Goal of the exercise
Report every line below that carries the word "drumstick".

[Available records Boundary: Start]

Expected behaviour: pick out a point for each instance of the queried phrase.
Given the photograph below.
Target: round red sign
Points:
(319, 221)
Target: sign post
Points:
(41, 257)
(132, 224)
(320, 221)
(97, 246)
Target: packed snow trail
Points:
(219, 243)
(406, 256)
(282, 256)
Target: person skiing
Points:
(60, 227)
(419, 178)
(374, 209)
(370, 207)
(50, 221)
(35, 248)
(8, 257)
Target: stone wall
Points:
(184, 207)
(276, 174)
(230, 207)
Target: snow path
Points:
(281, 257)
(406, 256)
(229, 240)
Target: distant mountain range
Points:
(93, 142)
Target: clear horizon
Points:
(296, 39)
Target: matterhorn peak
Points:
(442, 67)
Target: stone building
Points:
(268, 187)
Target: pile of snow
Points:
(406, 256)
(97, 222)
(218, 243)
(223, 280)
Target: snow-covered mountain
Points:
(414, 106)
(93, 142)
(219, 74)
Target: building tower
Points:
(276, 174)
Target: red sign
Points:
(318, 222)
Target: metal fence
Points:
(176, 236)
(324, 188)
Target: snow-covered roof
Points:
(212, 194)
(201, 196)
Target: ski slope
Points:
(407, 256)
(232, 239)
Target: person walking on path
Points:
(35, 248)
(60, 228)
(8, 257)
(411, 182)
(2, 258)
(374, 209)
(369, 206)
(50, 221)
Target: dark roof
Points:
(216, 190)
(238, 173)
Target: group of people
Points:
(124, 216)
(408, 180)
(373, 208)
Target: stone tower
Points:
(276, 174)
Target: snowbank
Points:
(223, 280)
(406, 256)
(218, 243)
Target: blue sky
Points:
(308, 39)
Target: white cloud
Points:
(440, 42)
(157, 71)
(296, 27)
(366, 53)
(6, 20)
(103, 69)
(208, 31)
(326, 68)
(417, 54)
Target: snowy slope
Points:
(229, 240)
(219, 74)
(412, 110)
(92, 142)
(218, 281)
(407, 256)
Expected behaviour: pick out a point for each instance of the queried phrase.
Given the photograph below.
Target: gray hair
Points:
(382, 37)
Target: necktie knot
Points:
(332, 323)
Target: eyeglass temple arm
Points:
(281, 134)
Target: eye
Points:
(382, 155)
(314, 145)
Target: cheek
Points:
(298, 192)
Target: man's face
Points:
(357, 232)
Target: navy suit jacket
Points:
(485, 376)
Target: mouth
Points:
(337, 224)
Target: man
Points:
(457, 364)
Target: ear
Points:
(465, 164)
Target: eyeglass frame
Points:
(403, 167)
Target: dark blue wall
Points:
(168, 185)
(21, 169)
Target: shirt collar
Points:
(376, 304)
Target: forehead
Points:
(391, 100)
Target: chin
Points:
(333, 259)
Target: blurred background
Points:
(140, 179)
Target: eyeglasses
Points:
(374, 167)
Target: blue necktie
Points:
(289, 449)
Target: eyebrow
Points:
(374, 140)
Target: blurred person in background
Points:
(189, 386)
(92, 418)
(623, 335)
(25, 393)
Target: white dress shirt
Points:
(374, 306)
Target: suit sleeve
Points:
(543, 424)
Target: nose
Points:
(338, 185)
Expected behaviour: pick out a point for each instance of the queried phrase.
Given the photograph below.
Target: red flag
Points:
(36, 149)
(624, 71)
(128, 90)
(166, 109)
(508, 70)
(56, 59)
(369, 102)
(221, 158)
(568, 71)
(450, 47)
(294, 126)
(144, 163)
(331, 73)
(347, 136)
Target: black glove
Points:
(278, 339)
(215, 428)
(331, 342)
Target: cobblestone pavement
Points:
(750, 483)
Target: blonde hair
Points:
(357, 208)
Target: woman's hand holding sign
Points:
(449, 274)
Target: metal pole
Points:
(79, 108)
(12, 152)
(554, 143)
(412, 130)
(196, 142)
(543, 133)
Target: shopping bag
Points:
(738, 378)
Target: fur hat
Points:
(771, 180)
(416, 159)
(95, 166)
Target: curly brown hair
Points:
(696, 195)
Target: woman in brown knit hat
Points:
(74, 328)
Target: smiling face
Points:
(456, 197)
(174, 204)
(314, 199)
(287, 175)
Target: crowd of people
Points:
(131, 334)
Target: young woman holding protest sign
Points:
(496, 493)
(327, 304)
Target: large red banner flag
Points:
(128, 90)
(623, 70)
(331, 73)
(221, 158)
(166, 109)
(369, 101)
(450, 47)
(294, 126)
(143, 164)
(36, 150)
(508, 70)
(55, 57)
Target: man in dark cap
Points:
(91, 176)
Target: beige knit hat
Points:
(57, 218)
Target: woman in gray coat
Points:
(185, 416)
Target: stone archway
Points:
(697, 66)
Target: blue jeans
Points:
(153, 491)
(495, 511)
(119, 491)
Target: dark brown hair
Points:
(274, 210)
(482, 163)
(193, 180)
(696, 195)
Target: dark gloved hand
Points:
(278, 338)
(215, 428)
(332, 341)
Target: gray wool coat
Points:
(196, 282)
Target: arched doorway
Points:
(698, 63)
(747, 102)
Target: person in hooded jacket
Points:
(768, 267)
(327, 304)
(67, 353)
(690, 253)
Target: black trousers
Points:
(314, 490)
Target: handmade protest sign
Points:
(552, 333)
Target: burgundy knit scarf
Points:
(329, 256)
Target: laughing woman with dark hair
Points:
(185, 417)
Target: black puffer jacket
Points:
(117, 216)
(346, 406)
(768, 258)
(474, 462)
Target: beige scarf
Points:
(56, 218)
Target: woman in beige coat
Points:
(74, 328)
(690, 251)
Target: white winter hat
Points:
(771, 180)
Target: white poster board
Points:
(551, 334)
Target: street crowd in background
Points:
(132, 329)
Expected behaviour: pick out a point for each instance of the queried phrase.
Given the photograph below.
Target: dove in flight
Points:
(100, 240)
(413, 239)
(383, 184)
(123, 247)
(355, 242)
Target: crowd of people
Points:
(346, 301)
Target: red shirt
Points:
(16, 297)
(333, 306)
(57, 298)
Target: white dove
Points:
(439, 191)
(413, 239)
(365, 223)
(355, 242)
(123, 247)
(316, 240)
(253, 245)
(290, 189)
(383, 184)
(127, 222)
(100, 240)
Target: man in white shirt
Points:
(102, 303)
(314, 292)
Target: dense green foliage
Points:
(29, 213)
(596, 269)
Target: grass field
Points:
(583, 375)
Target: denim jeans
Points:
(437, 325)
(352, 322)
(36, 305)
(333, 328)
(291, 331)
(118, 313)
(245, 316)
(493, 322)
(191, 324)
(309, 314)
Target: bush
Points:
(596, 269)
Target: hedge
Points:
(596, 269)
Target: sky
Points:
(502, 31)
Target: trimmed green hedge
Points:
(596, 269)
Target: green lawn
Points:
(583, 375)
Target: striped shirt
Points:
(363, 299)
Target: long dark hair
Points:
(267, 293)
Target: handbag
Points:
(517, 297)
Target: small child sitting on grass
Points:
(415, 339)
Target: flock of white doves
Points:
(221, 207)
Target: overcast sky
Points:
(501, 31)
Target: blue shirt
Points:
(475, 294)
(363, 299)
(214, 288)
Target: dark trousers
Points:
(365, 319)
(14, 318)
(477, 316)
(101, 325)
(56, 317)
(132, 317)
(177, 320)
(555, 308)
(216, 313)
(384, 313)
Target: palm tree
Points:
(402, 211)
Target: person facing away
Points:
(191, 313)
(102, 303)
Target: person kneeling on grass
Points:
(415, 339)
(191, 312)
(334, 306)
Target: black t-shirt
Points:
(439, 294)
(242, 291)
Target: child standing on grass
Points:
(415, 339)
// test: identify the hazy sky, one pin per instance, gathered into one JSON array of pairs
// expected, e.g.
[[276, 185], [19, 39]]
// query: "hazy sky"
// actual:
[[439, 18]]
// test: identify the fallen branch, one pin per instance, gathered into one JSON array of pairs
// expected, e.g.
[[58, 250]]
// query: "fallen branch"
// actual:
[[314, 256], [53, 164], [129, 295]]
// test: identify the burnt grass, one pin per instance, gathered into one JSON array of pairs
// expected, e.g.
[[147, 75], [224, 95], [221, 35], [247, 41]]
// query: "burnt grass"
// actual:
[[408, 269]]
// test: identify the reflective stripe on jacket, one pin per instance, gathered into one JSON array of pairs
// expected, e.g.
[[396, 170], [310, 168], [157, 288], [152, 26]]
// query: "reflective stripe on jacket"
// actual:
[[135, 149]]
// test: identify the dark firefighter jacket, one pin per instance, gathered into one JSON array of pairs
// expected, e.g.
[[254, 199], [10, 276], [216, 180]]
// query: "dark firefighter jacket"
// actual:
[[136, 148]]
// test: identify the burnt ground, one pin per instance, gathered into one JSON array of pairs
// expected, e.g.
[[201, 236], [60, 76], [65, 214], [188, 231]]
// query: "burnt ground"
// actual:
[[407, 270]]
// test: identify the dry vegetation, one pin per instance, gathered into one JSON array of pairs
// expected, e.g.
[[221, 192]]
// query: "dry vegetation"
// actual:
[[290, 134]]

[Available records Boundary: End]
[Available records Boundary: Start]

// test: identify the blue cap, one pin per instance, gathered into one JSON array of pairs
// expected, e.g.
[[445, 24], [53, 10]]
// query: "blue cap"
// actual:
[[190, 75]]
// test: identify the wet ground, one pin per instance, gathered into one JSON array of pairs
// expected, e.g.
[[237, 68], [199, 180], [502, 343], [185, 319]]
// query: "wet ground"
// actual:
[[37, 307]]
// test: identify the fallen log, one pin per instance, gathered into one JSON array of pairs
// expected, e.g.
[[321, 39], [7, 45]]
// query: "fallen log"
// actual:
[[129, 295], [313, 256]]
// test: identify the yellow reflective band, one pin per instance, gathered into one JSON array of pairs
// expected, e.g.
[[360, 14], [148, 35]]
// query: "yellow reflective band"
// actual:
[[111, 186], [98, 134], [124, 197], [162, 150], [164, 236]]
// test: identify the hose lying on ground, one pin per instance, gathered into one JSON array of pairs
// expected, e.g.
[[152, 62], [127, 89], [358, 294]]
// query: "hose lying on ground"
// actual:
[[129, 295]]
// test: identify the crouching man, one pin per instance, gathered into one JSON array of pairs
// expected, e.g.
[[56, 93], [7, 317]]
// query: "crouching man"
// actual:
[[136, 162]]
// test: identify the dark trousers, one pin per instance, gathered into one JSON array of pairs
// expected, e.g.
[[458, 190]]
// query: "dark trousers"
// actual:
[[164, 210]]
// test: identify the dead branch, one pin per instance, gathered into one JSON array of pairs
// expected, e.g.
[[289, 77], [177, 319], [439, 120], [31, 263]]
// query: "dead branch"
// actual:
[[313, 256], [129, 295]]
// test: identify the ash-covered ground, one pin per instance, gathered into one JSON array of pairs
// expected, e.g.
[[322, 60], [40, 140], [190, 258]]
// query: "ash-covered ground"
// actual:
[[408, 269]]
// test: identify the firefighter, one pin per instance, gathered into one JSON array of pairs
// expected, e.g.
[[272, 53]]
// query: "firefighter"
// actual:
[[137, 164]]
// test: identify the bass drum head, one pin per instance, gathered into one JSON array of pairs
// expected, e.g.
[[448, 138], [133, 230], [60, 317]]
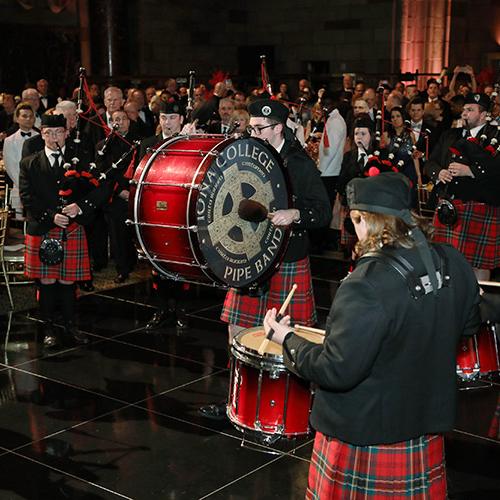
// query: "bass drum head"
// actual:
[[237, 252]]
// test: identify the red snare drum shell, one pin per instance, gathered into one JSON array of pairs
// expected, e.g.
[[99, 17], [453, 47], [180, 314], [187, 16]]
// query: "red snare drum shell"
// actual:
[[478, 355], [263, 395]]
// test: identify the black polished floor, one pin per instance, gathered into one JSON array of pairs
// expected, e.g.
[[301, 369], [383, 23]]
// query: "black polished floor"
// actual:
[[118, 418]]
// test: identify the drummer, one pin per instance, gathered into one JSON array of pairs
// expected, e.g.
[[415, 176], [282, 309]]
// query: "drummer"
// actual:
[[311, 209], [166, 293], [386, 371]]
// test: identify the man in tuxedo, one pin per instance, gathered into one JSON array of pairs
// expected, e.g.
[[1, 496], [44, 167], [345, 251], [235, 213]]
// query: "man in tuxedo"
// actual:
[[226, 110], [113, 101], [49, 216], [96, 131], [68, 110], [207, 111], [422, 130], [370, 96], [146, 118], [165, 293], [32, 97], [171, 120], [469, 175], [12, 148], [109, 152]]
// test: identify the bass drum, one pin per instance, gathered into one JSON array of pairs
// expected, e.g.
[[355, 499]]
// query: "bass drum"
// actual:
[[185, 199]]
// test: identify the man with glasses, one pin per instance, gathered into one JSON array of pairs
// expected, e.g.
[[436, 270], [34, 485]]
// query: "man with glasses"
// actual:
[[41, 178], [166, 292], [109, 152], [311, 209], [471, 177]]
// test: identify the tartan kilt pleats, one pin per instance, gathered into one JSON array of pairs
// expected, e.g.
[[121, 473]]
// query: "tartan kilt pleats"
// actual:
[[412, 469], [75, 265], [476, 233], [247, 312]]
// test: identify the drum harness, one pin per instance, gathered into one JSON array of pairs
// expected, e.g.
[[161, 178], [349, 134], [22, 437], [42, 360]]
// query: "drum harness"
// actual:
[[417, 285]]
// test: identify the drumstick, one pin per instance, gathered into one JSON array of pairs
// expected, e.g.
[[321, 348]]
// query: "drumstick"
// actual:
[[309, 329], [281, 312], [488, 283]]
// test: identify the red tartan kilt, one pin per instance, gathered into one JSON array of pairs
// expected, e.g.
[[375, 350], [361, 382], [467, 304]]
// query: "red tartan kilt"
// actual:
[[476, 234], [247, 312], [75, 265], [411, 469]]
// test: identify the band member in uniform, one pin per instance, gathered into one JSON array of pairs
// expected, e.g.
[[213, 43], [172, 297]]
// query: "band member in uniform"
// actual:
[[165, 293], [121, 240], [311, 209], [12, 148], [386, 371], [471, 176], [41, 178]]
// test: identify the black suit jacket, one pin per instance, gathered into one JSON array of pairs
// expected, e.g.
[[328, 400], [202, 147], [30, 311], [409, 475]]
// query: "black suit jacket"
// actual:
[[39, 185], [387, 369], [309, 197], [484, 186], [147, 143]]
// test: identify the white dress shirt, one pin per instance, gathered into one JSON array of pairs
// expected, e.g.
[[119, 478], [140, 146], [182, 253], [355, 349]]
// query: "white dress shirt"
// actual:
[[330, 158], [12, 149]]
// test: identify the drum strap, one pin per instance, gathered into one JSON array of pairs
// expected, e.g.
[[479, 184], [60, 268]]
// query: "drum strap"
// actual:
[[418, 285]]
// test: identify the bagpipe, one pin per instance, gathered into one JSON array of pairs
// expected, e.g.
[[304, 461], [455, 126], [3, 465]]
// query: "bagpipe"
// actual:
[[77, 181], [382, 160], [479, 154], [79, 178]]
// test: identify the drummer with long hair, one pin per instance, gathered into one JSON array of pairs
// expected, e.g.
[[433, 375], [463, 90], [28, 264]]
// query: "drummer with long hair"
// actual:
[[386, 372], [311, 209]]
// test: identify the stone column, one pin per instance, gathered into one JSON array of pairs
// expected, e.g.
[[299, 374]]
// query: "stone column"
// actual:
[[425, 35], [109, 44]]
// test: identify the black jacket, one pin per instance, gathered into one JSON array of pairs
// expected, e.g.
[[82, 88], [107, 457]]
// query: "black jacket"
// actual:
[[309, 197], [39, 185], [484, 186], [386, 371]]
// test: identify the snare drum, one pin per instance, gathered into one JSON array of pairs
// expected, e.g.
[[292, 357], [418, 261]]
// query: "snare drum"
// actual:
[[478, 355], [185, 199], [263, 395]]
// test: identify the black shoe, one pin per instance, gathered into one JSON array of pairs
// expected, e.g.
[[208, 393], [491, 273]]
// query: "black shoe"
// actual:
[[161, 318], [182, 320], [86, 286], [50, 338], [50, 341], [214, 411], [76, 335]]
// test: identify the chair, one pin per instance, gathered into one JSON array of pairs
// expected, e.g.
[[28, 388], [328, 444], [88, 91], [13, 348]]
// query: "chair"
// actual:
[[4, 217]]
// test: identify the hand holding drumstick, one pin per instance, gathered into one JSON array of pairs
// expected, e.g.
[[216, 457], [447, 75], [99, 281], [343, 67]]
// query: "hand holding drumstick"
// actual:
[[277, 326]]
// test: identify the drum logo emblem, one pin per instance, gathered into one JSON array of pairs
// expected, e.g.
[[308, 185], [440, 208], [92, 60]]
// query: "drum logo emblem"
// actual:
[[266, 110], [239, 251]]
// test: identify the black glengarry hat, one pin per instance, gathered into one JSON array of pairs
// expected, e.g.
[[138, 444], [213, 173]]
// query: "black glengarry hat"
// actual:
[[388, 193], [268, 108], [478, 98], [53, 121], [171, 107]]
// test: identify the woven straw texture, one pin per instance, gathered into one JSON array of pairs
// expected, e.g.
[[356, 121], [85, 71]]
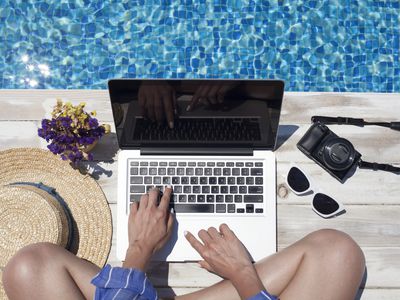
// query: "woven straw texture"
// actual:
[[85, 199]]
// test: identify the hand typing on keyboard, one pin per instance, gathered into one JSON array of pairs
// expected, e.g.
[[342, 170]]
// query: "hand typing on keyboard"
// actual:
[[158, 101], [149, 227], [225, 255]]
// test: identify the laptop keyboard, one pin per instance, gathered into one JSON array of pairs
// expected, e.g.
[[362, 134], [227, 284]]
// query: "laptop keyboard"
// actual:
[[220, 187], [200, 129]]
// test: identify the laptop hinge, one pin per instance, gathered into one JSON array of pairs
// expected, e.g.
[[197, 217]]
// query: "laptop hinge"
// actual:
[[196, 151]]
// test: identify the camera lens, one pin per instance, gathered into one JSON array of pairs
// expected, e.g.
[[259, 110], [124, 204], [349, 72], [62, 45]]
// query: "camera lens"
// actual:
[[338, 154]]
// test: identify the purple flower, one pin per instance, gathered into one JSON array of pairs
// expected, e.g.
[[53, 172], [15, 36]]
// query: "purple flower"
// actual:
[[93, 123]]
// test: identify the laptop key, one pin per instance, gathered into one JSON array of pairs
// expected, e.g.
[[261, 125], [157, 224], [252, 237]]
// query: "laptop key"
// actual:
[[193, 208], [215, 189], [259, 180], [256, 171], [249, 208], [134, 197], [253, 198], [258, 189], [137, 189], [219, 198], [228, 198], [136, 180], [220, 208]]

[Available records Boundary: End]
[Available records Boundary: Start]

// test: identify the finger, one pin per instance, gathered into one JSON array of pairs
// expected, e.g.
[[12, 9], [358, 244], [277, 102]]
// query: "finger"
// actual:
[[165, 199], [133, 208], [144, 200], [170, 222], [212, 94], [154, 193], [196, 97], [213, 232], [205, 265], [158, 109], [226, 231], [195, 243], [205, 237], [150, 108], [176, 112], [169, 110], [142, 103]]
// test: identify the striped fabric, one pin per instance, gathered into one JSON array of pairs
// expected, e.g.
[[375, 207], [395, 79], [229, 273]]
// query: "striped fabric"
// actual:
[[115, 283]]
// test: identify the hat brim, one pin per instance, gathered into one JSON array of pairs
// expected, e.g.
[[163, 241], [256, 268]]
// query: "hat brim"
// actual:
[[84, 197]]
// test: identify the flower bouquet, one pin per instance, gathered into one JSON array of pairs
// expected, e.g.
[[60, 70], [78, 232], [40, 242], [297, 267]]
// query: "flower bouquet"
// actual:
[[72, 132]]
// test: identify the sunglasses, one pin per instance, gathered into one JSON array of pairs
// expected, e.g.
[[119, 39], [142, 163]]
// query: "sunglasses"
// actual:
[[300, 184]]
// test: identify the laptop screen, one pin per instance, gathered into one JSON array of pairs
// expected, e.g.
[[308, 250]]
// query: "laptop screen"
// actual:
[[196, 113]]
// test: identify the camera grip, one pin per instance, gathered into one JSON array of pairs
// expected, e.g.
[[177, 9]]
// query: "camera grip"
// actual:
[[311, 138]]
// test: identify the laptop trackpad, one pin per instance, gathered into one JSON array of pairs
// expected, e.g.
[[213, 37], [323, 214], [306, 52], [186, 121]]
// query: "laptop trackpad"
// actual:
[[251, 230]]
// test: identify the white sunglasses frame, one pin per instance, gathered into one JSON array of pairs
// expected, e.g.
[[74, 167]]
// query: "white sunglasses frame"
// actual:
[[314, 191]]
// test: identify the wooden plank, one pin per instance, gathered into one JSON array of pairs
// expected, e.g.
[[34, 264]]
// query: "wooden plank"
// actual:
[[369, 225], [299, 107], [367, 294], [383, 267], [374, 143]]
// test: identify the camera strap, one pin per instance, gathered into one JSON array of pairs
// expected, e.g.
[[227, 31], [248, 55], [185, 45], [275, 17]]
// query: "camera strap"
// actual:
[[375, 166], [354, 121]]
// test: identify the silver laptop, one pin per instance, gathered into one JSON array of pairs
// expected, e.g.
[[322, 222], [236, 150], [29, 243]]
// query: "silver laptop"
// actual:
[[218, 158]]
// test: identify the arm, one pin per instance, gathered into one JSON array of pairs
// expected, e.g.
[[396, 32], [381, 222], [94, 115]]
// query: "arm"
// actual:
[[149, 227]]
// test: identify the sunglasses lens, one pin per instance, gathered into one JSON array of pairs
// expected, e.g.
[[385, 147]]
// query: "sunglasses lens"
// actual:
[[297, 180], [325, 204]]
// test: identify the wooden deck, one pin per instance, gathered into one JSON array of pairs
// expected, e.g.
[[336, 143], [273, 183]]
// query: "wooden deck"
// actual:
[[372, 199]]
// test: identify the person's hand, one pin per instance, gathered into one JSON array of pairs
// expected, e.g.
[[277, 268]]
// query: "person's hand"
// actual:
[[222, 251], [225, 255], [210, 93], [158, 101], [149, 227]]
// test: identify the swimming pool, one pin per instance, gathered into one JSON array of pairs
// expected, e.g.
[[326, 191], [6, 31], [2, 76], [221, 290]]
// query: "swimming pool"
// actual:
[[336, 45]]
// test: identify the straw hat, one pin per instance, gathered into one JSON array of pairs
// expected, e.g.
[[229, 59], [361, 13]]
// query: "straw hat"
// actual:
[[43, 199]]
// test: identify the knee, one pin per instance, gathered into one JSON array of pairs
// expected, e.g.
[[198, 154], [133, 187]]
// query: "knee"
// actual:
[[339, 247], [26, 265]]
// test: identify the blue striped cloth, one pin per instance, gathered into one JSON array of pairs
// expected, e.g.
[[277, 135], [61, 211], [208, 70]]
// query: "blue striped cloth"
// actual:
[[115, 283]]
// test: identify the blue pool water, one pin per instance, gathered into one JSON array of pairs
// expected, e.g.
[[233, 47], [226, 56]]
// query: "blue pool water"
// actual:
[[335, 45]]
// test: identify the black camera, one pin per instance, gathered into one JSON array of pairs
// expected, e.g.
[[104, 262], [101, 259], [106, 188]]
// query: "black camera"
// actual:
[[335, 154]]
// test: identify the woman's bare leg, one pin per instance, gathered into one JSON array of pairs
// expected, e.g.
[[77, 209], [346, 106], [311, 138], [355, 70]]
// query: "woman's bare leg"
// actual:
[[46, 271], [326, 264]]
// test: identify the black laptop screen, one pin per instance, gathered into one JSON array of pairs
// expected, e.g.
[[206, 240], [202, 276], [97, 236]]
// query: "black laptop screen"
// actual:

[Available records Boundary: End]

Solution for this exercise
// test: identify the drumstick, one pin per instance, gathered into one JSON array of pairs
// query: "drumstick"
// test: identify the hand holding drumstick, one pin per instance, gathered into one JSON array of pairs
// query: "hand holding drumstick"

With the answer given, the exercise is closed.